## Objective 1
Answer these questions about the blog post below, one per line:
(a) Where did the writer end up after walking out of the office on Friday?
(b) Which food does the writer believe truly did them in?
(c) What was forced down the writer's throat on Sunday?

## Quoted passage
* START *

Archive for May, 2009

On Friday I was so depressed that I had to leave my office and go for a walk. I stepped out the front door of the building and into the sunlight and just started walking, feeling rage and sadness course through my veins. I wasn’t really paying attention to where I was going, but I ended up in the breezeway of an apartment complex nearby. I went under the awning and slid down the wall, letting myself wallow in self-pity. I haven’t felt that alone, that rejected, in a long time.

Then out of the sky came a rumble of thunder and I swear, where there had been sunshine not two minutes before, there was darkness. And rain. Wow, there was rain! Let me just clarify that I am from the south, and “rain” in DC is not real rain. These people don’t know the meaning of a summer shower. But this rain was real rain. The rain was sudden and hit the ground in big, fat drops. It whipped in different directions, so that I was soaked in no time even under the protection of the breezeway’s roof.

It occurred to me that I wasn’t alone. I felt the love of God in that moment so strongly, as I watched the rain pelt the ground. I don’t even know why… but I felt like that tiny storm was just for me. And it was what I needed to go back inside and finish the day.

It turns out when you eat nothing but crap for 3 straight days, your body begins to protest in the form of horrendous, toilet-shaking shits. I actually believe I would have been ok if had only been for the cheese fondue, biscuits, pancakes, pinto beans, chocolate fudge cake, cheeseburger, French fries, and 2 milkshakes. Let me pause here to say that I normally cook, buy, and order from restaurants healthy, grilled, heart-friendly foods. But there’s a part of me that will never die, a passion I retain for heavy, fried, dairy-laden southern foods. I never eat like that until I visit the homestead and then it’s as if all reason has been choked out of my brains as soon as I cross that Virginia/Tennessee border. So reader, do not judge me when I tell you that I think the thing that truly did me in was the Velveeta smothered baked potato topped with sour cream.

And when I say “did me in,” I promise there is no exaggeration. I actually died on Sunday, right there on the toilet, only to be revived when someone forced Mylanta down my throat. If you want to discover Jesus in a new way, all you need to do is sit on a cold crapper for 15 minutes pooping your face off. I don’t think my prayer life has been that good in weeks.

* END *

## Objective 2
Lay out every line of the records below as a Markdown table with the columns No. and Line, numbering the rows and leaving out blank lines.

## Available data
* START *

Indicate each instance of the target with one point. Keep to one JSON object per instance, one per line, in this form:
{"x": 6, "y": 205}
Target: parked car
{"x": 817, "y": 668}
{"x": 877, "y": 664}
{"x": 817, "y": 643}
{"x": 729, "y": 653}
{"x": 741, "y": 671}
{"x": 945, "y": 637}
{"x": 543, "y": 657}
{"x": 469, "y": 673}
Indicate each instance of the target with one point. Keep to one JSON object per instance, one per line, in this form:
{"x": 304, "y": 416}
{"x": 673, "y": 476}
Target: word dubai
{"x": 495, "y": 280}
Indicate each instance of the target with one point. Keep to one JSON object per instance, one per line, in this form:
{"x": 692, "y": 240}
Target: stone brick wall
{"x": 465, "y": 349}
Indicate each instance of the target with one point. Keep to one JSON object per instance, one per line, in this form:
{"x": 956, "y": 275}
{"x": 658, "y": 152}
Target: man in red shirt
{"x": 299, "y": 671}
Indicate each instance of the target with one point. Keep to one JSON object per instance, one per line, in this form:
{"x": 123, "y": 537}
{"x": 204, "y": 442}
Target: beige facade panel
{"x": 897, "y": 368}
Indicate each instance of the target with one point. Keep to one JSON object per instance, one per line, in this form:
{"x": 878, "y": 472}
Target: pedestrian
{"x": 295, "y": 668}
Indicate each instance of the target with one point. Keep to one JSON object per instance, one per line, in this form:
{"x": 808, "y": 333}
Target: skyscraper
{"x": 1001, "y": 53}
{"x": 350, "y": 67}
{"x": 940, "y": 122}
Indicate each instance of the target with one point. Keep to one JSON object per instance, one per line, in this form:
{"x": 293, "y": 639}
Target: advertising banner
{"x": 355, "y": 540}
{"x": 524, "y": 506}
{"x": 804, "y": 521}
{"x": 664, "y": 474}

* END *

## Task answer 1
(a) In the breezeway of a nearby apartment complex.
(b) The Velveeta-smothered baked potato topped with sour cream.
(c) Mylanta.

## Task answer 2
| No. | Line |
|---|---|
| 1 | Indicate each instance of the target with one point. Keep to one JSON object per instance, one per line, in this form: |
| 2 | {"x": 6, "y": 205} |
| 3 | Target: parked car |
| 4 | {"x": 817, "y": 668} |
| 5 | {"x": 877, "y": 664} |
| 6 | {"x": 817, "y": 643} |
| 7 | {"x": 729, "y": 653} |
| 8 | {"x": 741, "y": 671} |
| 9 | {"x": 945, "y": 637} |
| 10 | {"x": 543, "y": 657} |
| 11 | {"x": 469, "y": 673} |
| 12 | Indicate each instance of the target with one point. Keep to one JSON object per instance, one per line, in this form: |
| 13 | {"x": 304, "y": 416} |
| 14 | {"x": 673, "y": 476} |
| 15 | Target: word dubai |
| 16 | {"x": 495, "y": 280} |
| 17 | Indicate each instance of the target with one point. Keep to one JSON object per instance, one per line, in this form: |
| 18 | {"x": 692, "y": 240} |
| 19 | Target: stone brick wall |
| 20 | {"x": 465, "y": 349} |
| 21 | Indicate each instance of the target with one point. Keep to one JSON object per instance, one per line, in this form: |
| 22 | {"x": 956, "y": 275} |
| 23 | {"x": 658, "y": 152} |
| 24 | Target: man in red shirt |
| 25 | {"x": 299, "y": 671} |
| 26 | Indicate each instance of the target with one point. Keep to one JSON object per instance, one per line, in this form: |
| 27 | {"x": 123, "y": 537} |
| 28 | {"x": 204, "y": 442} |
| 29 | Target: beige facade panel |
| 30 | {"x": 897, "y": 368} |
| 31 | Indicate each instance of the target with one point. Keep to one JSON object per instance, one per line, in this form: |
| 32 | {"x": 878, "y": 472} |
| 33 | Target: pedestrian |
| 34 | {"x": 295, "y": 668} |
| 35 | Indicate each instance of the target with one point. Keep to one JSON object per instance, one per line, in this form: |
| 36 | {"x": 808, "y": 333} |
| 37 | Target: skyscraper |
| 38 | {"x": 1001, "y": 53} |
| 39 | {"x": 350, "y": 67} |
| 40 | {"x": 940, "y": 122} |
| 41 | Indicate each instance of the target with one point. Keep to one JSON object per instance, one per line, in this form: |
| 42 | {"x": 293, "y": 639} |
| 43 | Target: advertising banner |
| 44 | {"x": 355, "y": 540} |
| 45 | {"x": 524, "y": 506} |
| 46 | {"x": 804, "y": 521} |
| 47 | {"x": 664, "y": 474} |